>>>>>

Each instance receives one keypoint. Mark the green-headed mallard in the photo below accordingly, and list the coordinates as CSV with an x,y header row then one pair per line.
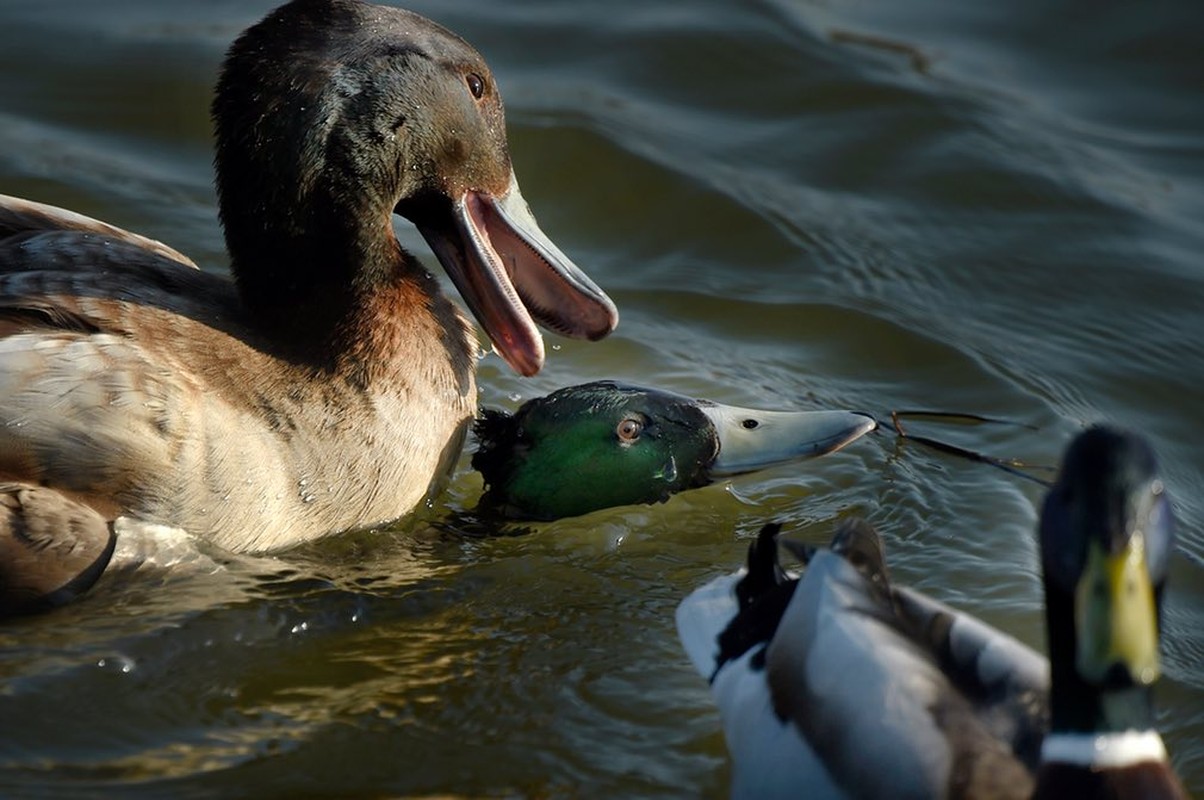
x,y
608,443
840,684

<<<<<
>>>>>

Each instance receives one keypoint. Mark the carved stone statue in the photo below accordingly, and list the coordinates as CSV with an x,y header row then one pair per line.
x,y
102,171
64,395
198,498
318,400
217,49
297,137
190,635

<<<<<
>>>>>

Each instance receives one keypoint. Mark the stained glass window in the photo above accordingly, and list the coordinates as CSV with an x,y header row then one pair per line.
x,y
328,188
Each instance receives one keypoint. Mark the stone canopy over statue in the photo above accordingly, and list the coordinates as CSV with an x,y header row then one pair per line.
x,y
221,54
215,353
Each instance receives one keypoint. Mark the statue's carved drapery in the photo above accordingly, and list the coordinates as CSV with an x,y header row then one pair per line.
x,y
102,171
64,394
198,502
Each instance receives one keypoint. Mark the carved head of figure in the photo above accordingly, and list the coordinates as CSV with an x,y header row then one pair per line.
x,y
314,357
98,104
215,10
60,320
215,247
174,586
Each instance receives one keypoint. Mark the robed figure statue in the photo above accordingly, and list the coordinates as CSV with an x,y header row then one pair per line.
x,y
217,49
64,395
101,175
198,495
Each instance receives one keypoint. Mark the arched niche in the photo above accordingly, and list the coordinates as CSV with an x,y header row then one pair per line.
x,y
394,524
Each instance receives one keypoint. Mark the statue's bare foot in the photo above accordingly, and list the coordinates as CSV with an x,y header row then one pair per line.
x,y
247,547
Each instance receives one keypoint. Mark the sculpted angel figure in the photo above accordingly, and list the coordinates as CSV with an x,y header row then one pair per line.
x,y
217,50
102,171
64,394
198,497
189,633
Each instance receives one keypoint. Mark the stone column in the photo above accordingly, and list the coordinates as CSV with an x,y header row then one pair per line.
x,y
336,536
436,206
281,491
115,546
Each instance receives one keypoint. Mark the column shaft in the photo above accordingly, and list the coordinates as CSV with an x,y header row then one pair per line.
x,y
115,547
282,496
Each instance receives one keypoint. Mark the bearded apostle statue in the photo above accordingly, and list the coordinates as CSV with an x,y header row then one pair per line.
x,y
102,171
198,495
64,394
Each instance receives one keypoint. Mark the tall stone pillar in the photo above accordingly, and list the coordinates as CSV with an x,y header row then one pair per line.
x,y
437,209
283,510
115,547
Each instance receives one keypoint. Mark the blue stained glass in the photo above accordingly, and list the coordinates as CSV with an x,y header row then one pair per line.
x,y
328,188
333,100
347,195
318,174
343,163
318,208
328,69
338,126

<<<<<

- [YOUR OBJECTIVE]
Identify every line above that contains the word "below".

- [ANSWER TO THIS TASK]
Each instance receives one keypoint. Mark the green-headed mallard in the photo below accordingly, and list the coordinates as CSV with an x,y header row then one pair per line.
Each instance receives one keypoint. Mark the carved stone statue in the photo below accordingly, and list the coordinates as CSV with an x,y header row then one pair per line.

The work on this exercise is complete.